Study material
------------------------
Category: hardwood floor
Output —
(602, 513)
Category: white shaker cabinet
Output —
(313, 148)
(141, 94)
------------------------
What needs to be done
Copy out each line of the material above that holds the word "Category".

Answer space
Category: hardwood floor
Category: white shaker cabinet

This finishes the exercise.